DIRECTION 1 ▸ In the passage on Liu Yuxi's poetry, how many of his poems are included in the anthology Three Hundred Tang Poems?
DIRECTION 2 ▸ Reproduce the passage on Liu Yuxi's poetry without changes, beginning at the words "Two of Liu's" and stopping after "hurrying past? . . . .".

--- Begin GIVEN TEXT ---

Liu Yuxi’s wide interests are reflected in the subject matter of his poetry: the economic and social customs of ordinary people and their problems, folk music and folklore, friendship, feasting and drinking, and historical themes and nostalgia for the past.[2] Some of the best known are notable for their simple, 'folksong' style. Just over 700 of his poems still exist, four of them are included in the classic Qing Dynasty anthology Three Hundred Tang Poems, which was first published in the 18th-century.

He excelled in the shorter, more complex forms of Chinese poetry. In technical terms, he preferred using heptasyllabics (seven character lines) to pentasyllabics (five character lines) (123 to 47 examples in Wu Zaiqing's edition of selected works), regulated rather than unregulated (145 to 22 examples in Wu), and short forms (8-line lüshi and 4-line jueju) to longer poems (142 to 25 examples in Wu).[2]

He was a close friend and colleague of three great contemporary poets: Liu Zongyuan, Han Yu and Bai Juyi. Bai was born in the same year as Liu Yuxi and referred to "Liu and Po, those two mad old men" in at least one poem dedicated to Liu.[6]

English translations

Two of Liu's poems were included in one of the first collections of English translations of Chinese literature: Herbert Giles's 1898 Chinese Poetry in English Verse:[7]

秋風引 Summer Dying

何处秋风至? Whence comes the autumn's whistling blast,
萧萧送雁群。 With flocks of wild geese hurrying past? . . . .

--- End GIVEN TEXT ---
--- Begin GIVEN DATA ---

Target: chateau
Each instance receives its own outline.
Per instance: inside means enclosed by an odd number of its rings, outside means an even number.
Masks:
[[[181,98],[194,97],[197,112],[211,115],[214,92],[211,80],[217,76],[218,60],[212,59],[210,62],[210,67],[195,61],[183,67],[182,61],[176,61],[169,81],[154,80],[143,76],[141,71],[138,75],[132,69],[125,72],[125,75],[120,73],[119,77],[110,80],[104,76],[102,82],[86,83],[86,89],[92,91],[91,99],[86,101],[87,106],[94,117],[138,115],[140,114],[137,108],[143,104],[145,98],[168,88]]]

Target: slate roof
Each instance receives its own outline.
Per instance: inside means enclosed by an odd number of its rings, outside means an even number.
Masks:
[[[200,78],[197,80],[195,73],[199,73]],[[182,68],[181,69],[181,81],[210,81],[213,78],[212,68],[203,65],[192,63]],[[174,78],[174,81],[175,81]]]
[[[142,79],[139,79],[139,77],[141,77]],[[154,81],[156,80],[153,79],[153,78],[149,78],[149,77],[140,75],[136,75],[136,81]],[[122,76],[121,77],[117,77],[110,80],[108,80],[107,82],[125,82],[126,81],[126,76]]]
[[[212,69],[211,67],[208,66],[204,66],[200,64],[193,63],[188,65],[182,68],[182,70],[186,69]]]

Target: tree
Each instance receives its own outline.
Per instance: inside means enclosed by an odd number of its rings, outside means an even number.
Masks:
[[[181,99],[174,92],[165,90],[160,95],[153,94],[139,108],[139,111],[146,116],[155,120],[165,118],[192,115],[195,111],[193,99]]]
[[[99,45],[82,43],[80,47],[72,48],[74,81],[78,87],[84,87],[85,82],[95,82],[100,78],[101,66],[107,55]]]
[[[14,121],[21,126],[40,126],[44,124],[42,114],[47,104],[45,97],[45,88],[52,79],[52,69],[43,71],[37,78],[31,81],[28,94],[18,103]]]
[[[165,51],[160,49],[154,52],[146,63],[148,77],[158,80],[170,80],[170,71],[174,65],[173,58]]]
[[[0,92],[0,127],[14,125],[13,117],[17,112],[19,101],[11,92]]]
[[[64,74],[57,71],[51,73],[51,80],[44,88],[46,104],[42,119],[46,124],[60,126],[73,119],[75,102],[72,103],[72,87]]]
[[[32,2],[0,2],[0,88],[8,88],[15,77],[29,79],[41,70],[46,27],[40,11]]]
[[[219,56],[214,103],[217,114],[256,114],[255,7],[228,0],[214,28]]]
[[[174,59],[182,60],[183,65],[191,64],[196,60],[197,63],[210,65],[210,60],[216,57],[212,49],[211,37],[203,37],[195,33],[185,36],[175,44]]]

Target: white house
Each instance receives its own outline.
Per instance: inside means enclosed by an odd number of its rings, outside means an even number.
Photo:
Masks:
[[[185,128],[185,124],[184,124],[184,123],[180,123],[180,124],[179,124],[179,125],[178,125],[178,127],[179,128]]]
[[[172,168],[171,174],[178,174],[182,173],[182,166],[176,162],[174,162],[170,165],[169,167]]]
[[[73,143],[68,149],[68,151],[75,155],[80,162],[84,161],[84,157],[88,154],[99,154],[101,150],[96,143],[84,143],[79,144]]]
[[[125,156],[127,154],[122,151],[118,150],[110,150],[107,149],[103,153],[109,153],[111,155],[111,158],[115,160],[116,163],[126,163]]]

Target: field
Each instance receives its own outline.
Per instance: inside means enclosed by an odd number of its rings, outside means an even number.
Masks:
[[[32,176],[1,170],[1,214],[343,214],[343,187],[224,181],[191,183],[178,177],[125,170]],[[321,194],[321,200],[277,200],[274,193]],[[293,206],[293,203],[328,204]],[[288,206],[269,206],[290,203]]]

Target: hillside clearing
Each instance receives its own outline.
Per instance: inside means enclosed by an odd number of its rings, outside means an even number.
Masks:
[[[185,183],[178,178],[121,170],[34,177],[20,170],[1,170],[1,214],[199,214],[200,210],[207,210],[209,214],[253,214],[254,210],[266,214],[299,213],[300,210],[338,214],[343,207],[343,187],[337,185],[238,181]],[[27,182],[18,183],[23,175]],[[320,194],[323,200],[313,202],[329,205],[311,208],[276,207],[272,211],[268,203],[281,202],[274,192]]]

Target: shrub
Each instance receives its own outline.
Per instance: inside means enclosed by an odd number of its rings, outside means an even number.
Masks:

--- End GIVEN DATA ---

CORRECT ANSWER 1 ▸ Four

CORRECT ANSWER 2 ▸
Two of Liu's poems were included in one of the first collections of English translations of Chinese literature: Herbert Giles's 1898 Chinese Poetry in English Verse:[7]

秋風引 Summer Dying

何处秋风至? Whence comes the autumn's whistling blast,
萧萧送雁群。 With flocks of wild geese hurrying past? . . . .